[Data entries]

* START *

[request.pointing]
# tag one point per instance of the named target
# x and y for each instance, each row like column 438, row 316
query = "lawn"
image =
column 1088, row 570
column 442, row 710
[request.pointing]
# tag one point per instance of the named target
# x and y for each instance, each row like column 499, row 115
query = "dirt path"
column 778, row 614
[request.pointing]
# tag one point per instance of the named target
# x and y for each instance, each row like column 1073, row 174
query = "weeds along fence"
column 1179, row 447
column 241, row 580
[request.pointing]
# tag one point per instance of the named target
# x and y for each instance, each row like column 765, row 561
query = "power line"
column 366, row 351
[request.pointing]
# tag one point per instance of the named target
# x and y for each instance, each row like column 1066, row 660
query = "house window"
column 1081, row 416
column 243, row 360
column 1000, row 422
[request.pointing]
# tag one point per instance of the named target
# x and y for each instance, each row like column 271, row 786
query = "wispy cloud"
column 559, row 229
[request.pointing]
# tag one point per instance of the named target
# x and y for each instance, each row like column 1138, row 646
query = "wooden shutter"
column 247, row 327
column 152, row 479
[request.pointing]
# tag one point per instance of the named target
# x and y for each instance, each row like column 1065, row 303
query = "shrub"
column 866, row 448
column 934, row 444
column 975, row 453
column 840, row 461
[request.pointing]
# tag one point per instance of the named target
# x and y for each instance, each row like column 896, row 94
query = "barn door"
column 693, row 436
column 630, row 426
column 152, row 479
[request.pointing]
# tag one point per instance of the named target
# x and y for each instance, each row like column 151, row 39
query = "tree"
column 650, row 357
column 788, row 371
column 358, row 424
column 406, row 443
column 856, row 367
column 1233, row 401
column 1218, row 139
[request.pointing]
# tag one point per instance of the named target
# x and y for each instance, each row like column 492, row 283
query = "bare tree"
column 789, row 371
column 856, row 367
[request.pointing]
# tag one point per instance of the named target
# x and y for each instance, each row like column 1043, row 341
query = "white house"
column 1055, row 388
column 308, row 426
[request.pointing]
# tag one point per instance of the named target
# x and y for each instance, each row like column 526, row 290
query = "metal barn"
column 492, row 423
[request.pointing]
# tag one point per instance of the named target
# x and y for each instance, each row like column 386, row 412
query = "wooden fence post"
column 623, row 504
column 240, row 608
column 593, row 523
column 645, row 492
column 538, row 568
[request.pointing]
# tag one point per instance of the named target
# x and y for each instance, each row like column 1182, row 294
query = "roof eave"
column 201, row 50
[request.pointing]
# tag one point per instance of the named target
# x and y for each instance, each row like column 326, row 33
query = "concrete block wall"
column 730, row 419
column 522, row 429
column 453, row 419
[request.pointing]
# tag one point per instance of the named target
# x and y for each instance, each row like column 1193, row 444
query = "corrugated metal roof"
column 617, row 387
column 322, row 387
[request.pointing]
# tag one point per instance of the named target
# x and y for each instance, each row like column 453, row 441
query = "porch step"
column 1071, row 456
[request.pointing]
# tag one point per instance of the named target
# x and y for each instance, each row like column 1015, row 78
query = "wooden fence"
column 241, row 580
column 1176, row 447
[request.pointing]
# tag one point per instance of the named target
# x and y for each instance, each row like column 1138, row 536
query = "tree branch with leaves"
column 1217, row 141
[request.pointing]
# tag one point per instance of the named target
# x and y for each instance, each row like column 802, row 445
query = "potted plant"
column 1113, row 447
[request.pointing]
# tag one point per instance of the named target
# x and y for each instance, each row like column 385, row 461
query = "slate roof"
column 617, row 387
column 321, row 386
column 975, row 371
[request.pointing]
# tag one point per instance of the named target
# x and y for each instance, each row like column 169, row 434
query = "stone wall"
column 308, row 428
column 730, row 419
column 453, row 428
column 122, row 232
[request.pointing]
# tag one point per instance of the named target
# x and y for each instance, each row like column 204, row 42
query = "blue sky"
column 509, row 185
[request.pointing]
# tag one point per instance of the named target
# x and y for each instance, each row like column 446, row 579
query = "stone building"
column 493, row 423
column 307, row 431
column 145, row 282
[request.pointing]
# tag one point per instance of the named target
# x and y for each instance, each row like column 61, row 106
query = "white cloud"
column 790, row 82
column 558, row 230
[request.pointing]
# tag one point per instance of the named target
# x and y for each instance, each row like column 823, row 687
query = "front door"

* END *

All the entries above need to be reproduced exactly.

[request.pointing]
# tag one point per instance of the named target
# x and y for each instance, each row like column 438, row 316
query = "lawn"
image =
column 1088, row 570
column 442, row 710
[request.pointing]
# tag one point per instance of the named target
# x and y for each instance, each row like column 499, row 115
query = "dirt path"
column 778, row 614
[request.pointing]
# tag one point per instance of the named target
# x and y for each instance, each row like column 1073, row 174
query = "weeds along fence"
column 1179, row 447
column 241, row 580
[request.pointing]
# tag one point per instance of the named target
# x and y for each instance, each row like column 765, row 561
query = "power line"
column 366, row 351
[request.pointing]
# tag one point per instance of the named target
# x and y for each instance, each row like column 1066, row 660
query = "house window"
column 1081, row 416
column 243, row 360
column 1000, row 422
[request.pointing]
# tag one point per instance of the named target
# x and y for each instance, each row like column 271, row 786
query = "wispy cloud"
column 559, row 229
[request.pointing]
# tag one point per instance of the named target
# x and y for each instance, each row like column 1138, row 646
query = "wooden shutter"
column 247, row 327
column 152, row 479
[request.pointing]
# tag one point per instance of the named target
# x and y for each instance, each row like column 1065, row 303
query = "shrub"
column 866, row 448
column 934, row 444
column 975, row 453
column 840, row 461
[request.pointing]
# tag one point per instance of the named target
# x and y for each instance, each row like column 896, row 94
query = "barn door"
column 693, row 436
column 630, row 426
column 152, row 479
[request.pointing]
# tag one point per instance of the named target
# x and y for each instance, each row like column 151, row 39
query = "tree"
column 650, row 357
column 788, row 371
column 358, row 424
column 406, row 443
column 856, row 367
column 1233, row 401
column 1218, row 139
[request.pointing]
# tag one point per instance of the named target
# x and y for each instance, each row like column 492, row 283
query = "bare tree"
column 789, row 371
column 856, row 367
[request.pointing]
# tag one point per instance of the named target
# x and y for each instance, each row like column 1043, row 341
query = "white house"
column 1055, row 388
column 308, row 426
[request.pointing]
# tag one point per instance of the named target
# x and y for each instance, each row like column 526, row 290
query = "metal barn"
column 492, row 423
[request.pointing]
# tag one point per instance of the named target
# x and y for each instance, each row like column 386, row 412
query = "wooden fence post"
column 623, row 504
column 240, row 608
column 593, row 523
column 645, row 492
column 538, row 568
[request.pointing]
# tag one point per instance of the named target
# x and y for each instance, each row like column 1182, row 294
query = "roof eave"
column 201, row 50
[request.pointing]
# tag one point per instance of the named target
# x and y for each instance, each row like column 326, row 33
query = "concrete block wall"
column 730, row 419
column 522, row 429
column 453, row 419
[request.pointing]
# tag one point per instance of the named target
# x and y for each instance, each row like column 1193, row 444
query = "corrugated metal roof"
column 617, row 387
column 322, row 387
[request.pointing]
# tag one point per instance of the named target
# x and y for each instance, each row like column 453, row 441
query = "porch step"
column 1071, row 456
[request.pointing]
# tag one point per instance of the named target
# x and y for each instance, each row like column 1015, row 78
query = "wooden fence"
column 241, row 580
column 1176, row 447
[request.pointing]
# tag one point per instance of the named target
# x and y for each instance, each row like column 1138, row 536
query = "tree branch with leaves"
column 1217, row 141
[request.pointing]
# tag one point per instance of the named target
# x and y for each instance, each row like column 802, row 445
query = "potted plant"
column 1113, row 447
[request.pointing]
# tag one point per instance of the named target
# x and y for each instance, each row like column 385, row 461
query = "slate roof"
column 617, row 387
column 321, row 386
column 975, row 371
[request.pointing]
# tag one point per instance of the named target
# x and y for each instance, each row like column 169, row 434
query = "stone wall"
column 308, row 428
column 730, row 419
column 453, row 428
column 122, row 232
[request.pointing]
# tag one point per instance of the named target
# x and y for each instance, each row like column 204, row 42
query = "blue sky"
column 509, row 185
[request.pointing]
# tag one point per instance of the named target
# x and y for each instance, each row like column 446, row 579
query = "stone building"
column 493, row 423
column 307, row 431
column 145, row 282
[request.pointing]
# tag one point per instance of the named target
# x and y for each instance, each row like column 61, row 106
query = "white cloud"
column 790, row 82
column 558, row 230
[request.pointing]
# tag one point per instance of the named target
# x and y for each instance, each row like column 823, row 687
query = "front door"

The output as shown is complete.